* _YOUR OBJECTIVE_
In the Rita Maestre passage, swap "Ventas" for "Chamberí" and write out the text from "Spanish political scientist and politician (born" to "European Parliament election.".

* _SOURCE PASSAGE_
Madrid city councillor
- Incumbent
- Assumed office 13 June 2015

Personal details
- Born: 13 April 1988 (age 38) Madrid, Spain
- Citizenship: Spanish
- Party: Más Madrid (since 2019)
- Other political affiliations: Podemos (2014–2018) Ahora Madrid (2015–2019)
- Alma mater: Complutense University of Madrid

= Rita Maestre =

Spanish political scientist and politician (born 1988)

Rita Maestre Fernández (born 1988) is a Spanish political scientist and politician. A member of the Madrid City Council since 2015, she served as Spokesperson of the municipal government board presided by Manuela Carmena from 2015 to 2019.

== Biography ==
Born in Madrid on 13 April 1988, she grew up in the neighborhood of Ventas. She is daughter of civil servants, her father having worked for the Tax Agency and her mother for the City Council. Graduated in political science at the Complutense University of Madrid (UCM) she later took post-graduate studies in International Economy. She was a founder of the Juventud sin Futuro group in 2011 and took part in the 15-M protests. A collaborator in LaTuerka TV show, she joined Podemos, helping in the party campaign for the 2014 European Parliament election.

* _DATA TO EXAMINE_

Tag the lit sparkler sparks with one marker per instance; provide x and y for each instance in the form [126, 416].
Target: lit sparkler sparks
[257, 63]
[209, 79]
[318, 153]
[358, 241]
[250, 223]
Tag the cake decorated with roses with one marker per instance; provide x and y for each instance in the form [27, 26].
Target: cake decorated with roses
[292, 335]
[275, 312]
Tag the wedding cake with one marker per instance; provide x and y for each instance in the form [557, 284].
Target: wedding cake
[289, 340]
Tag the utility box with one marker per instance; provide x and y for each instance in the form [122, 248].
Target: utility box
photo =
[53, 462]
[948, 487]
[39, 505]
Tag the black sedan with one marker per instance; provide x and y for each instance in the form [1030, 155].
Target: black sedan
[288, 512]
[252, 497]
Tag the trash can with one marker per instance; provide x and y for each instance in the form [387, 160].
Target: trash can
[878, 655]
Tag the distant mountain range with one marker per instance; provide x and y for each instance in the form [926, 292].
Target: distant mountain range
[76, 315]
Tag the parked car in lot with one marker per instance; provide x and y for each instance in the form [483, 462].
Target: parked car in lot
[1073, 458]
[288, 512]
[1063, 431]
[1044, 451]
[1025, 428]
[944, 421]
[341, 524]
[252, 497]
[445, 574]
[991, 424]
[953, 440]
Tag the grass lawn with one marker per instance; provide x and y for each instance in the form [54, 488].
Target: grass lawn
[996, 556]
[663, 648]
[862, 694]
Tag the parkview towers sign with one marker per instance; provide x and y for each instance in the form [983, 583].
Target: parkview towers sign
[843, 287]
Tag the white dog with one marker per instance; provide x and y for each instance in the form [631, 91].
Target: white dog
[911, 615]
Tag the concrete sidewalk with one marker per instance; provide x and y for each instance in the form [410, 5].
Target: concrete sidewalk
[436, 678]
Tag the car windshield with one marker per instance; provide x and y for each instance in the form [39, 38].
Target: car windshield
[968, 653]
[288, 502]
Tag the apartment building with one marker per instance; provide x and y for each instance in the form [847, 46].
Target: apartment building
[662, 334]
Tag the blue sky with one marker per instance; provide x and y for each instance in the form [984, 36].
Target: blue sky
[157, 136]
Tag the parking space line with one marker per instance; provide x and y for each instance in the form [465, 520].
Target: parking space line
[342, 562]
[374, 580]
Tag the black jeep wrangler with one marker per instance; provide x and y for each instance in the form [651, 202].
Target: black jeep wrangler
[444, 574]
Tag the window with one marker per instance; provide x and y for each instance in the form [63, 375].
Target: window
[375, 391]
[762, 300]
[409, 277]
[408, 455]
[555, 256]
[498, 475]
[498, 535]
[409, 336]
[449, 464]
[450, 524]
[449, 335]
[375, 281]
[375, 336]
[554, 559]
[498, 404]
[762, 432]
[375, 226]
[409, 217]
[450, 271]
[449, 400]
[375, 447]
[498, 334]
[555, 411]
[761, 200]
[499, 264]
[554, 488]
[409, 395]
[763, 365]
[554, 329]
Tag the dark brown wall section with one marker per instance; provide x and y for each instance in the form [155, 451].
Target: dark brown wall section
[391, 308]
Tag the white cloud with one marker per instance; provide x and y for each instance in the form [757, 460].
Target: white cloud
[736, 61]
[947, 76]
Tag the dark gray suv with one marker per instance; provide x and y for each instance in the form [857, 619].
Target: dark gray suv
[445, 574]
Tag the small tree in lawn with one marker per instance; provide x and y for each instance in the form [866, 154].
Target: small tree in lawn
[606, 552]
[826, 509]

* _RESPONSE_
Spanish political scientist and politician (born 1988)

Rita Maestre Fernández (born 1988) is a Spanish political scientist and politician. A member of the Madrid City Council since 2015, she served as Spokesperson of the municipal government board presided by Manuela Carmena from 2015 to 2019.

== Biography ==
Born in Madrid on 13 April 1988, she grew up in the neighborhood of Chamberí. She is daughter of civil servants, her father having worked for the Tax Agency and her mother for the City Council. Graduated in political science at the Complutense University of Madrid (UCM) she later took post-graduate studies in International Economy. She was a founder of the Juventud sin Futuro group in 2011 and took part in the 15-M protests. A collaborator in LaTuerka TV show, she joined Podemos, helping in the party campaign for the 2014 European Parliament election.